* [PAGE EXCERPT]:
What are the creative industries of the future?

A report published in June 2015 by the UK Commission for Employment and Skills calls for schools to focus on giving young people a combination of technical and creative skills (here)

Photo: Johan Larsson

Photo: Johan Larsson, creative industries

This brought to mind an unexpected conversation I had a couple of months ago.

I needed to find out the stats behind a website and app for a project I was evaluating. I phoned the man who had designed them and he explained the difference between number of visits and unique visitors; that having 94% of app downloads on iOS reflects the dominance of Apple in the smartphone market etc.

At the end of the conversation he said, “by the way Ruth, you might not remember me, but I was in the youth theatre you ran in Cynon Valley.” This was an OMG moment. The youth theatre was 20 years ago, so we had a lovely 5 minutes reminiscing.

I wonder what careers advice he would have got in the early 1990s. Heavy industry had gone from Cynon with the exception of the valiant worker-owned Tower Colliery. Things looked bleak for young men in the Valleys. What I can be absolutely sure about is that no one said “go to university and get yourself into the Creative Industries.” Do you remember the world when websites didn’t exist? When sending an email took ages and was presaged by that buzzing of  the dial up? When mobile phones were bricks that yuppies used?

This young person continued down a creative path, which he combined with an interest in technology and by the early 2000s he had his own company making websites – and more recently apps.

Yes, lets encourage a combination of technical and creative skills in our schools. But what’s more interesting for me is the impossibility of predicting areas of growth in the future. In 20 years time it will be 2035. I’m hoping there’ll be new, green, sustainable, equitable industries that we can’t even imagine yet. Just as 20 years ago we couldn’t imagine that a young lad in the Cynon Valley would be making a living designing apps.

What do we do with our heritage – when there’s someone living in it?

Middle Row, Bute Town, Rhymney

Middle Row, Bute Town, Rhymney

Tramping through the snow in Bute Town and knocking on doors has got me wondering about how we maintain our heritage and what happens to the people most affected by it.

I am delighted to be working as an Associate of Ceridwen with Caerphilly County Borough Council in Bute Town. I’m the Evaluation Consultant for a large bid to Heritage Lottery Fund. Bute Town is a fascinating village at the top of the Rhymney Valley. It is a unique piece of Welsh heritage; a model village built in the 1820s and still lived in today. The client needs to know the local residents’ views on the current condition and management of its heritage.

The three terraces of Bute Town were designated Grade II listed buildings in the 1970s. Quite right. They are amazing, unique; unlike anything you’ll see in the industrial heritage of working-class housing in Wales. They are all still occupied: living heritage. “Auntie lives in the next terrace. Gran is two doors up.” And there’s the rub.

As listed buildings there are regulations about what can and can’t be done to them: what sort of doors, windows, roofs. Ah, the roofs.

* [SUPPLIED ENTRIES]:

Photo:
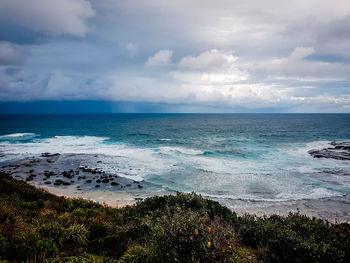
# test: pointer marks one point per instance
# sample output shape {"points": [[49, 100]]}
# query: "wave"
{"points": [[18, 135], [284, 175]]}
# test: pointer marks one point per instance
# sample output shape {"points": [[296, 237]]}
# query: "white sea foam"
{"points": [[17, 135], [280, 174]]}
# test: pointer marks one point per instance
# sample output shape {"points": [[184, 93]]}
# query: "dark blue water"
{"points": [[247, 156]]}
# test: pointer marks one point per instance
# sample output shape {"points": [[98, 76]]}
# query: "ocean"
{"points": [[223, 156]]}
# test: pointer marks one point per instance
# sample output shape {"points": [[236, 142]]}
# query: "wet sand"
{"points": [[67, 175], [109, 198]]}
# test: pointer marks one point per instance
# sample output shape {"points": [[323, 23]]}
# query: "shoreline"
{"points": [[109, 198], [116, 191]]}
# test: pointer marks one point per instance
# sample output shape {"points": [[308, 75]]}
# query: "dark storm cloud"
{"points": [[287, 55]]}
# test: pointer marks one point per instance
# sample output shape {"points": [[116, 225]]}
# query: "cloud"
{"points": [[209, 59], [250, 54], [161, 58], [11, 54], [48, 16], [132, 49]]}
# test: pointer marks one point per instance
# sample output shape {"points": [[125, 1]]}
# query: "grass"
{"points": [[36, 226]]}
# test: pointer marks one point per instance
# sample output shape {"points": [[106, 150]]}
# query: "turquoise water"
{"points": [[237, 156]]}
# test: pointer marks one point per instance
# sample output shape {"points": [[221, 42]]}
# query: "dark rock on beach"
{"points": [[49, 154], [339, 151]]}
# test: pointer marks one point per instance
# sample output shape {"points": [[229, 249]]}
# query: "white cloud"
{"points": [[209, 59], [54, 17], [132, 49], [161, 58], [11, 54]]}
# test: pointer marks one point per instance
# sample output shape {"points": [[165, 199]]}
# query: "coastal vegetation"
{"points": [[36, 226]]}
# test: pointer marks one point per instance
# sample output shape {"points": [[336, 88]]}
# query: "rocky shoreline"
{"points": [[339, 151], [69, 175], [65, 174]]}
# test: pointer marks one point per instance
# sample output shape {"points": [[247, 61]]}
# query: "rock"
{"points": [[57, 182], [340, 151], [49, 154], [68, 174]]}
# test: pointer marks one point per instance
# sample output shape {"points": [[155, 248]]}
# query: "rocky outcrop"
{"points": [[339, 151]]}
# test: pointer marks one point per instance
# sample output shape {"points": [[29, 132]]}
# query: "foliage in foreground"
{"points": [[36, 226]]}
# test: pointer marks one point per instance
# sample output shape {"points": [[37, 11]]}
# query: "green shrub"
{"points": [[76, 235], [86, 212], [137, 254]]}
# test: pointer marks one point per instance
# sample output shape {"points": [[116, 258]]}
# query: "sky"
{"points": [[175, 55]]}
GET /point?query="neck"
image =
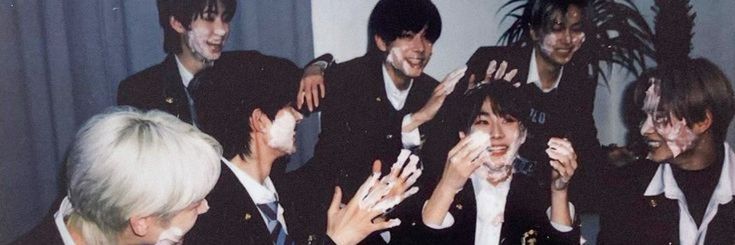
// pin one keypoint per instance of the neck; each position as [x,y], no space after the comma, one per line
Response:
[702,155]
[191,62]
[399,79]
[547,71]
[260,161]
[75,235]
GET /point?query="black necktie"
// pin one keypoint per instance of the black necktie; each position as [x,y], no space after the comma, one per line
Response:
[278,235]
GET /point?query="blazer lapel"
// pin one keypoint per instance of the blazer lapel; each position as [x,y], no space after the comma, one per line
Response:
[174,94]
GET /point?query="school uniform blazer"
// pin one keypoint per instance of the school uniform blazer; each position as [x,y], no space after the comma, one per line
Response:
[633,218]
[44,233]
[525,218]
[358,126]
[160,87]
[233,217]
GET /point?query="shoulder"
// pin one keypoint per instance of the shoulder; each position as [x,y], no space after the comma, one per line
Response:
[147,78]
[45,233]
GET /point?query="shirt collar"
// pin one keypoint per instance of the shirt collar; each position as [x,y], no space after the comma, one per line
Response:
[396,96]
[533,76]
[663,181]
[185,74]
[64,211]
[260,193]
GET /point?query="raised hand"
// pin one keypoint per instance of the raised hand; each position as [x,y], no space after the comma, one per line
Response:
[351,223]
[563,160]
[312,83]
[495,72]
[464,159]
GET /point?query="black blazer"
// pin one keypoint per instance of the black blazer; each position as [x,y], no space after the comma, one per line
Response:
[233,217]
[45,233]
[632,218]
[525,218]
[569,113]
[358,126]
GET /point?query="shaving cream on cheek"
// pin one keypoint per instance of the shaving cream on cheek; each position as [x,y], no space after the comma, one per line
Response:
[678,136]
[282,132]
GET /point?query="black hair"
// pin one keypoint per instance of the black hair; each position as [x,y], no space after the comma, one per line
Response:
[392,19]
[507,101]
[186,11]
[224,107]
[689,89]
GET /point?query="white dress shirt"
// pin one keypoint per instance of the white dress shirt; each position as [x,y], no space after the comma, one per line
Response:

* [DIRECTION]:
Rewrite the text on the creative industries of the future, starting with "Photo: Johan Larsson, creative" and going on through "5 minutes reminiscing.", with "youth theatre" changed to "drama club" throughout.

* [THE SOLUTION]:
Photo: Johan Larsson, creative industries

This brought to mind an unexpected conversation I had a couple of months ago.

I needed to find out the stats behind a website and app for a project I was evaluating. I phoned the man who had designed them and he explained the difference between number of visits and unique visitors; that having 94% of app downloads on iOS reflects the dominance of Apple in the smartphone market etc.

At the end of the conversation he said, “by the way Ruth, you might not remember me, but I was in the drama club you ran in Cynon Valley.” This was an OMG moment. The drama club was 20 years ago, so we had a lovely 5 minutes reminiscing.